## Data to use
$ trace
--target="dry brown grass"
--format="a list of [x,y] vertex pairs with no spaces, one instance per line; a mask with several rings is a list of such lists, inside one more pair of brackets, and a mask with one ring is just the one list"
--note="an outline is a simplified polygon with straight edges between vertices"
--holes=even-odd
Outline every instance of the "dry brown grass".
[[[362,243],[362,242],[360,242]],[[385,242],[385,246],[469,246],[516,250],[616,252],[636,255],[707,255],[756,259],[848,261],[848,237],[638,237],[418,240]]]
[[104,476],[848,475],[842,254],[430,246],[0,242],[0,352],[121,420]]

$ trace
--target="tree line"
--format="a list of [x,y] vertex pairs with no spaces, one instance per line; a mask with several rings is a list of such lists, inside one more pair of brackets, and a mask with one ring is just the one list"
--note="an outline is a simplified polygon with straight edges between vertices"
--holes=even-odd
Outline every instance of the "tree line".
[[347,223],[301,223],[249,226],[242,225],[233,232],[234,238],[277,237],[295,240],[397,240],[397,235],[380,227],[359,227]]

==

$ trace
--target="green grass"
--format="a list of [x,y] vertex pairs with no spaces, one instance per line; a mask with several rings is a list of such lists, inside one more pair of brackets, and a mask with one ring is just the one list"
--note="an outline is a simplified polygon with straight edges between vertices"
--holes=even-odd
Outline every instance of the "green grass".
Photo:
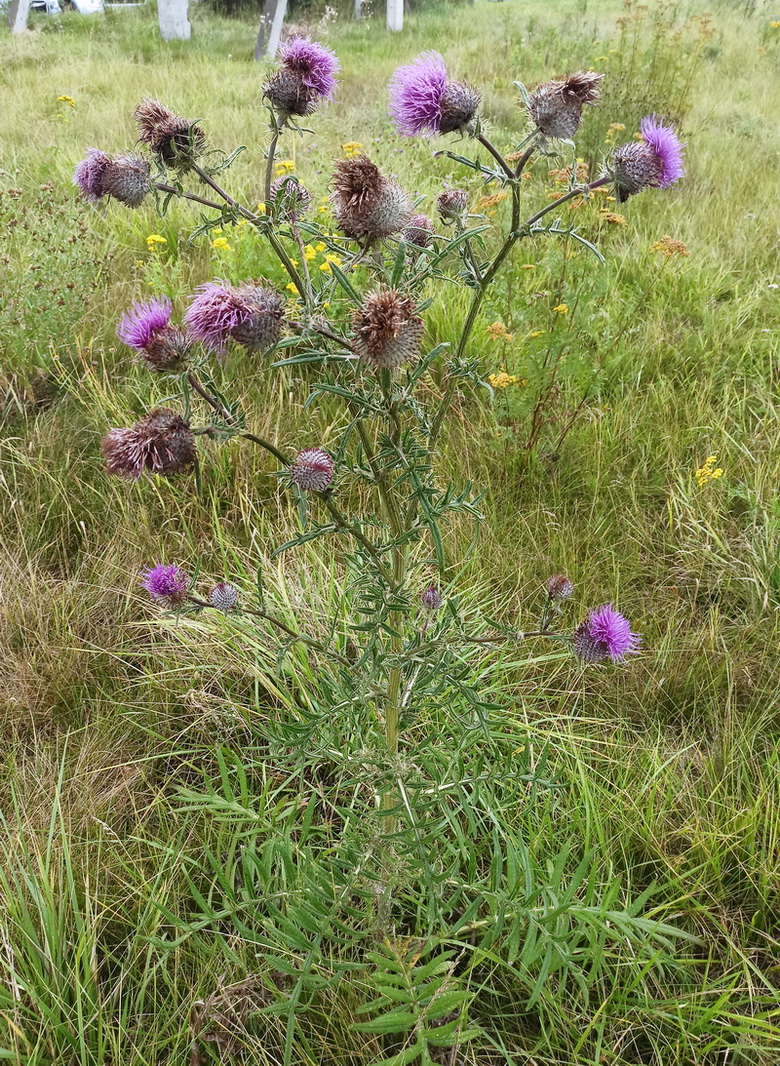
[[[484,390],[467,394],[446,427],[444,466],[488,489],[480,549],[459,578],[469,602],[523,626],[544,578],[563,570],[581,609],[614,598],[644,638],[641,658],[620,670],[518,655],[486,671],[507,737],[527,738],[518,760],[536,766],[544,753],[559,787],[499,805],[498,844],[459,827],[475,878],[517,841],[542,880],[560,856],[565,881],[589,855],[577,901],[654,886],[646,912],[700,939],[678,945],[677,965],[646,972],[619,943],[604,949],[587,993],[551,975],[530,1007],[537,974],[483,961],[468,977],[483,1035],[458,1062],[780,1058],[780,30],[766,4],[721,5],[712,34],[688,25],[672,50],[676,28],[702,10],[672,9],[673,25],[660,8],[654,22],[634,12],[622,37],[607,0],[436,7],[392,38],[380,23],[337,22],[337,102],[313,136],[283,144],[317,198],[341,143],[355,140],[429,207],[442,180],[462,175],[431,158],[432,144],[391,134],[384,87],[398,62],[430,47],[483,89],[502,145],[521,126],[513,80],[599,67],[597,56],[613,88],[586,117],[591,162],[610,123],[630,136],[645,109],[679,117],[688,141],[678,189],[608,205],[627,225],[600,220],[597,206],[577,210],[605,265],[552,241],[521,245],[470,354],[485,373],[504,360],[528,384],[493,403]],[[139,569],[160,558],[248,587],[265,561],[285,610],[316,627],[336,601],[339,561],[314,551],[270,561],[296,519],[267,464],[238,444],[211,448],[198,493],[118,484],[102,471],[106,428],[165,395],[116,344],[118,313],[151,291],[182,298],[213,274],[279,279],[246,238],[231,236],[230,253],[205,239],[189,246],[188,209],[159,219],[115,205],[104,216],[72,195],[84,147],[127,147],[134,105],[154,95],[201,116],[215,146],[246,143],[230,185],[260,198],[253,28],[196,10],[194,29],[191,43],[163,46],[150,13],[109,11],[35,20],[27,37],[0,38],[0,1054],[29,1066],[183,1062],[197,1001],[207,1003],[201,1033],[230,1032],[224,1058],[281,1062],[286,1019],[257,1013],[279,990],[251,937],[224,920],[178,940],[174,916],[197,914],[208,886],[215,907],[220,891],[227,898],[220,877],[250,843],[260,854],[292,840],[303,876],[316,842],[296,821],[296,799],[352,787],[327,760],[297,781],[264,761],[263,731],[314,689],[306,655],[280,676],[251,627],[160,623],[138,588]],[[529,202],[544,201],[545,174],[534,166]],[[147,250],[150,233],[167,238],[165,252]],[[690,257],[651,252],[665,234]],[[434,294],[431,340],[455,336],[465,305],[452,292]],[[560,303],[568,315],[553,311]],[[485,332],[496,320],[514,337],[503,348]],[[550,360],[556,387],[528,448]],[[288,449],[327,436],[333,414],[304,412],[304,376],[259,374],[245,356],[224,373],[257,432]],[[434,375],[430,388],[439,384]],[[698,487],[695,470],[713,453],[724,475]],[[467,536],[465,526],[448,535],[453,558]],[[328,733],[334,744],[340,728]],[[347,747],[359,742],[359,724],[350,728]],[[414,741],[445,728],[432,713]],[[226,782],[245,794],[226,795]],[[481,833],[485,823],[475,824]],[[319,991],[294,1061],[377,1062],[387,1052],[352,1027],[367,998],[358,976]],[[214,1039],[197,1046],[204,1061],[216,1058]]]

## Directions
Please go through the material and return each line where the word "green" appears.

## Answer box
--target="green grass"
Outline every instance of the "green grass".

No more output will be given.